→ **GIVEN REQUEST**
Print the line that contains "Target: woman's lips" and every line after it through the last line of the records below, exactly as written and nothing else.

→ **Records from a point labeling set**
'''

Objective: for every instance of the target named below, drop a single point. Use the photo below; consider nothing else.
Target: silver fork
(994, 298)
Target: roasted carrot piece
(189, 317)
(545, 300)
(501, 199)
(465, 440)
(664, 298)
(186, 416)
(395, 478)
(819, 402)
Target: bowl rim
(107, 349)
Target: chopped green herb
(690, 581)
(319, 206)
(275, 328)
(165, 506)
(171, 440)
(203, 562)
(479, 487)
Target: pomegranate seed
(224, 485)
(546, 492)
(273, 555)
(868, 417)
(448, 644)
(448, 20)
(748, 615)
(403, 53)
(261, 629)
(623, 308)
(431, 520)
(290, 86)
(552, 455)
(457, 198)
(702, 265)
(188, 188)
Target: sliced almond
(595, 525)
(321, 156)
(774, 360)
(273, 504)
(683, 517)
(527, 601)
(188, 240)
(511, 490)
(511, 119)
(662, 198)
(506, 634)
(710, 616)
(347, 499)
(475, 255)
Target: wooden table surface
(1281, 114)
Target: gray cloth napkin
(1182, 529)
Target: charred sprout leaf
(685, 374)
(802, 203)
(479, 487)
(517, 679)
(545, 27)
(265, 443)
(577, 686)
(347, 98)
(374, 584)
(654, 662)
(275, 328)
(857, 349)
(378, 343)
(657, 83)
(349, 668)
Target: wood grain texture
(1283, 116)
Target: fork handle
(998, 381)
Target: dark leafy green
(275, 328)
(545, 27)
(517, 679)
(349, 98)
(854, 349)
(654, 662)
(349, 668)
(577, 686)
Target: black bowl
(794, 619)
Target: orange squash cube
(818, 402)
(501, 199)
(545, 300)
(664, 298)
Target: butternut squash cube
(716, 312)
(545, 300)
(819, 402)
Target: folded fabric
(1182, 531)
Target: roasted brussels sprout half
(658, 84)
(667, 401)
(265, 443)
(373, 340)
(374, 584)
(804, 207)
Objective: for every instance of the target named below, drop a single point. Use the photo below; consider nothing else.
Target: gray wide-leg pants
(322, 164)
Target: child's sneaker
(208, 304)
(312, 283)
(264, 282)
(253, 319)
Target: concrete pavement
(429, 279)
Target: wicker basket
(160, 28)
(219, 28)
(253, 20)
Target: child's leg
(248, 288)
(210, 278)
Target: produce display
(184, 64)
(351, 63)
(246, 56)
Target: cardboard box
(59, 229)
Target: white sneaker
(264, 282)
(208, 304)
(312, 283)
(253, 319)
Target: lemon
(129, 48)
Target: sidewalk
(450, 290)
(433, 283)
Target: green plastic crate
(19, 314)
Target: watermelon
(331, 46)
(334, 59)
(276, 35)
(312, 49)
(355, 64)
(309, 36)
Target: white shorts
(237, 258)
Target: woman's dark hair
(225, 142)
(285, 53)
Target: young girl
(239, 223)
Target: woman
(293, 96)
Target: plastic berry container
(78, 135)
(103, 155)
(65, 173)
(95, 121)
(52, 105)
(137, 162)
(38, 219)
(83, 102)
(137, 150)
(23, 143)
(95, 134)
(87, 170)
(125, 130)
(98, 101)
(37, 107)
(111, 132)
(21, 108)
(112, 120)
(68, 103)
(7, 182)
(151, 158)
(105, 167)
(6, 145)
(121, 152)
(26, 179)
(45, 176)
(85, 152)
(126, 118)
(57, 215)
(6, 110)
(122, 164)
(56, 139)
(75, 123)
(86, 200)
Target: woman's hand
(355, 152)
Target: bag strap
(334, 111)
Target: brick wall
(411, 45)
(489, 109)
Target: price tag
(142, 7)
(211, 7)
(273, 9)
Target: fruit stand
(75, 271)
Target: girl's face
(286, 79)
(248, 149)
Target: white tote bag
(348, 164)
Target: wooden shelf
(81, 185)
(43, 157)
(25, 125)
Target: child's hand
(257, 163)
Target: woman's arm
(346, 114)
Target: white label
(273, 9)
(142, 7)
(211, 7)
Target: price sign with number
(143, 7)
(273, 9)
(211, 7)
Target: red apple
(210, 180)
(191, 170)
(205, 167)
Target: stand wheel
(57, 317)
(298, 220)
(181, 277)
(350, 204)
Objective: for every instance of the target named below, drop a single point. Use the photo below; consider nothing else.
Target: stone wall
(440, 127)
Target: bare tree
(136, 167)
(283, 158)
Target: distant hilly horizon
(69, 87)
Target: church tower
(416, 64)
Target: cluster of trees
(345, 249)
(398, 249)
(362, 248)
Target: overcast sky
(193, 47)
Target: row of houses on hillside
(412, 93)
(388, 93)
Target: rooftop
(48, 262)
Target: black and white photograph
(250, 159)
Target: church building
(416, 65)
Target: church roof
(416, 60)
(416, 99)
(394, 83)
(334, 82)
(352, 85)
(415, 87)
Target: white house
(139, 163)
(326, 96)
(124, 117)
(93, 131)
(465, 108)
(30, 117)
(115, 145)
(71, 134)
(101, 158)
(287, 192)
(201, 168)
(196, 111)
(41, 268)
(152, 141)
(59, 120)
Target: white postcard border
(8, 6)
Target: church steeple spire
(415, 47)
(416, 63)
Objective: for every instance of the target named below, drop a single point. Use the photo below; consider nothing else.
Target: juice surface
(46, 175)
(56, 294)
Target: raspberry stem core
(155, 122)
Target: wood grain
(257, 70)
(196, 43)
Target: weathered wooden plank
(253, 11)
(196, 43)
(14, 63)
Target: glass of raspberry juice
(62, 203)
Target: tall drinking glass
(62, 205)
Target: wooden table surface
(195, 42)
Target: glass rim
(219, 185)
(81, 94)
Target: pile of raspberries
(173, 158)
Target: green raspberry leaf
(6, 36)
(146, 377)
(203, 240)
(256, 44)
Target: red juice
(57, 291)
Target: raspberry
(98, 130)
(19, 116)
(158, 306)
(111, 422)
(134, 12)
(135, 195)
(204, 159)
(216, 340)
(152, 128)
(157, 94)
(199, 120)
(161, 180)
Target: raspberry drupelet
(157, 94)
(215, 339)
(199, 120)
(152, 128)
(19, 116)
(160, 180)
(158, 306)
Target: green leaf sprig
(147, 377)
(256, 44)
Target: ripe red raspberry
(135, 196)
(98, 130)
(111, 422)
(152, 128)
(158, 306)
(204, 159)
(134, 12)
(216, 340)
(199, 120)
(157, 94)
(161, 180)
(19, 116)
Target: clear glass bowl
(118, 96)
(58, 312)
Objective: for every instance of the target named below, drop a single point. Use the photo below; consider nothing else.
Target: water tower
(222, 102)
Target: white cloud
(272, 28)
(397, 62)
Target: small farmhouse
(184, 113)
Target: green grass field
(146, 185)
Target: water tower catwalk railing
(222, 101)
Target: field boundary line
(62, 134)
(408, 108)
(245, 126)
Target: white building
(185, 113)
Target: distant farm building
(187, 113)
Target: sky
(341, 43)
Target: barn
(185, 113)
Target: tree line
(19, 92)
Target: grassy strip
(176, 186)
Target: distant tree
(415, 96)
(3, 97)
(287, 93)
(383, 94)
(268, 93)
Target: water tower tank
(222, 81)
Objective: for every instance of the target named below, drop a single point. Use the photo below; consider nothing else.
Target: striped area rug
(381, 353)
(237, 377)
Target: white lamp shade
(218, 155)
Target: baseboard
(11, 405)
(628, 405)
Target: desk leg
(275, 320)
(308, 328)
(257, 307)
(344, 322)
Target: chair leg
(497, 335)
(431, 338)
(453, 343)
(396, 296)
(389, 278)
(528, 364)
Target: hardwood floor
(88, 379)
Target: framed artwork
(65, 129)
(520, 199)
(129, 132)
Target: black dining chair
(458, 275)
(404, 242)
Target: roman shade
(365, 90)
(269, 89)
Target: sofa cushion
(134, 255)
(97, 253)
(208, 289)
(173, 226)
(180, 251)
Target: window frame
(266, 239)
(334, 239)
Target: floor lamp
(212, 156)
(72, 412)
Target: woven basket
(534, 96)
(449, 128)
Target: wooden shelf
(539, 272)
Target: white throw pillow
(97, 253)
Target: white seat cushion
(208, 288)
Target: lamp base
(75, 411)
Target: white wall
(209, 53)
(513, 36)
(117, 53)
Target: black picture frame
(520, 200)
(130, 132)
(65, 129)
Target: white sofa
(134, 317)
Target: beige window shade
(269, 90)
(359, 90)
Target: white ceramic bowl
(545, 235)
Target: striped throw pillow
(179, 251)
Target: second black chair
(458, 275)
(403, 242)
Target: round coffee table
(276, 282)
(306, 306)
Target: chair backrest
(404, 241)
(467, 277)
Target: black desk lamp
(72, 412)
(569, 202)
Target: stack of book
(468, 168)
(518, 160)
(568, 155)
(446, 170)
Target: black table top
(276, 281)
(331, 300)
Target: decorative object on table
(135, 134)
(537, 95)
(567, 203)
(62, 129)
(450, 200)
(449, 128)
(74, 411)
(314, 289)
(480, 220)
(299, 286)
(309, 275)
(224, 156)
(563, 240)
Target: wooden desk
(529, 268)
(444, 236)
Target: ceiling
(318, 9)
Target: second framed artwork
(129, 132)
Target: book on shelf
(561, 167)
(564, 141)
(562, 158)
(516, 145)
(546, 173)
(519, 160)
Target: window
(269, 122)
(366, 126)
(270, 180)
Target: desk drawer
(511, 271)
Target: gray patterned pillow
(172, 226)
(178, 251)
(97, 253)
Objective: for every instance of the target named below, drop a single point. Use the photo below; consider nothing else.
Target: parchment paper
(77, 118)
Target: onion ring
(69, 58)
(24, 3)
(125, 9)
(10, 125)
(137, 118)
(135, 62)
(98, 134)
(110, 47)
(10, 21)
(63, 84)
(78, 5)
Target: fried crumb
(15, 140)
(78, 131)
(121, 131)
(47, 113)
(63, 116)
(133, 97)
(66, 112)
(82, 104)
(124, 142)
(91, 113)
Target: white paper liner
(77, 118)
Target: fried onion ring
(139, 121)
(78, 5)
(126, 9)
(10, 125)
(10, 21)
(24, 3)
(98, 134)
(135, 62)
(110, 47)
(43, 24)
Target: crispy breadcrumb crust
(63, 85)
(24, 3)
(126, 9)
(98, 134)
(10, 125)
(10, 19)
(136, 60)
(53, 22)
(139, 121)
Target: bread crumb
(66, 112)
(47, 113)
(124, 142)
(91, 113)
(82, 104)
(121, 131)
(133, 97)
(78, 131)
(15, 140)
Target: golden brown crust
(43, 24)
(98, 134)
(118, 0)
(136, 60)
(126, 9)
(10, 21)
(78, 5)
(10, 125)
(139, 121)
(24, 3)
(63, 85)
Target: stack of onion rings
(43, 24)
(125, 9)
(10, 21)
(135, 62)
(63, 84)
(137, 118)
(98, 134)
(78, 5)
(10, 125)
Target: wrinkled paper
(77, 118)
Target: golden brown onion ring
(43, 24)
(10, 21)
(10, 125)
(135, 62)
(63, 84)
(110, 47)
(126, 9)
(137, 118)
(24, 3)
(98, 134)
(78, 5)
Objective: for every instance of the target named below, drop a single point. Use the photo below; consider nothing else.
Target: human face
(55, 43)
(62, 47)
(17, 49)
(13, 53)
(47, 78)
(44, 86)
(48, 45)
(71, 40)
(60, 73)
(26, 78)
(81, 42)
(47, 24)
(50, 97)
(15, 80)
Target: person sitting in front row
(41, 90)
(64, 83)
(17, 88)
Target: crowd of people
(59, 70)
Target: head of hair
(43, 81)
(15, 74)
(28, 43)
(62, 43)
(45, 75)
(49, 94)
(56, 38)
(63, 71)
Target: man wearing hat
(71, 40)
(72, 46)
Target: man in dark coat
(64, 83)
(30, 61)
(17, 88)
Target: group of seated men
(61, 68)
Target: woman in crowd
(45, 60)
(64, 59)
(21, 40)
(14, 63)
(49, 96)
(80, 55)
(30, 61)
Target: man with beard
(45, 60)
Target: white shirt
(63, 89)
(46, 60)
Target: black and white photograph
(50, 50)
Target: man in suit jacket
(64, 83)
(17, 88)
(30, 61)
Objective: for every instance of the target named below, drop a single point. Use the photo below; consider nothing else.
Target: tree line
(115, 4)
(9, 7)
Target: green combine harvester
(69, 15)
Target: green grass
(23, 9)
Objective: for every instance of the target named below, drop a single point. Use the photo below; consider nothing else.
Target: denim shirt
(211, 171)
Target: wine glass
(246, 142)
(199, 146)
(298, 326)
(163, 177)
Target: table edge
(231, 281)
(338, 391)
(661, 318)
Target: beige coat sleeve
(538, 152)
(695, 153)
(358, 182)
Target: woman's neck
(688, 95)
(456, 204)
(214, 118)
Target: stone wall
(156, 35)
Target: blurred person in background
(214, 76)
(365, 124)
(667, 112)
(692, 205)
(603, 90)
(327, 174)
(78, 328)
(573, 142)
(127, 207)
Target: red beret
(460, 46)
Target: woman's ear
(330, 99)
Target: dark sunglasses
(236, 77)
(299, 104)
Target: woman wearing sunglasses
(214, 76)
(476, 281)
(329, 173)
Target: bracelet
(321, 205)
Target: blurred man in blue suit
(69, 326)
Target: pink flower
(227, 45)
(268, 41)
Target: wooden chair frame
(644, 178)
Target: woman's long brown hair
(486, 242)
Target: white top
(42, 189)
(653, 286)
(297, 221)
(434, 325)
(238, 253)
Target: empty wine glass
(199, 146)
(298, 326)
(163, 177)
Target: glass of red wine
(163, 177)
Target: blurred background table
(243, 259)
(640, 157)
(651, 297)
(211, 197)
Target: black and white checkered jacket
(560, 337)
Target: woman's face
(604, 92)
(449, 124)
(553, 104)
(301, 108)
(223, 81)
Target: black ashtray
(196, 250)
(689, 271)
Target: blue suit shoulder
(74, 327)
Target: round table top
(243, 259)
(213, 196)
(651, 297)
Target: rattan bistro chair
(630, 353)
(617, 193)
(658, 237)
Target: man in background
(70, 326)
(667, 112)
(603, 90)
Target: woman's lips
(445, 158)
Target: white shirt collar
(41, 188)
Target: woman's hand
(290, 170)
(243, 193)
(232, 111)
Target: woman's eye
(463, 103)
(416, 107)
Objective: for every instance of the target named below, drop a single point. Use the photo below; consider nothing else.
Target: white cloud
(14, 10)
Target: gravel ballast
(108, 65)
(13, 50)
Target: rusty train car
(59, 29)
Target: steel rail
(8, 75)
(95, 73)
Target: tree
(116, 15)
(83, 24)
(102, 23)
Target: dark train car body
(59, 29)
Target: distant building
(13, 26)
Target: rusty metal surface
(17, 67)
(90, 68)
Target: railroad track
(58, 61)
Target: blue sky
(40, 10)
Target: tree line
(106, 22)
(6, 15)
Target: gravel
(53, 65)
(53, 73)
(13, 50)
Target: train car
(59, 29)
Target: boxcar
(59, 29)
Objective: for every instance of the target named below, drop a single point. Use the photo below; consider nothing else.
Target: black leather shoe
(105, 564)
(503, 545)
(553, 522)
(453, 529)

'''

→ **RESULT**
Target: woman's lips
(445, 158)
Target: white shirt collar
(41, 188)
Target: woman's hand
(290, 170)
(243, 193)
(232, 111)
Target: woman's eye
(463, 103)
(416, 107)
Objective: for every instance of the target named below, drop a single point. Use the photo below; consider nothing else.
Target: white cloud
(14, 10)
Target: gravel ballast
(108, 65)
(13, 50)
Target: rusty train car
(59, 29)
Target: steel rail
(8, 75)
(95, 73)
Target: tree
(116, 15)
(83, 24)
(102, 23)
Target: dark train car body
(59, 29)
Target: distant building
(13, 26)
Target: rusty metal surface
(17, 67)
(90, 68)
Target: railroad track
(58, 61)
Target: blue sky
(40, 10)
Target: tree line
(106, 22)
(6, 15)
Target: gravel
(53, 65)
(53, 73)
(13, 50)
Target: train car
(59, 29)
Target: boxcar
(59, 29)
Objective: for every instance of the target named below, drop a single point. Use the photo below; consider nothing else.
Target: black leather shoe
(105, 564)
(503, 545)
(553, 522)
(453, 529)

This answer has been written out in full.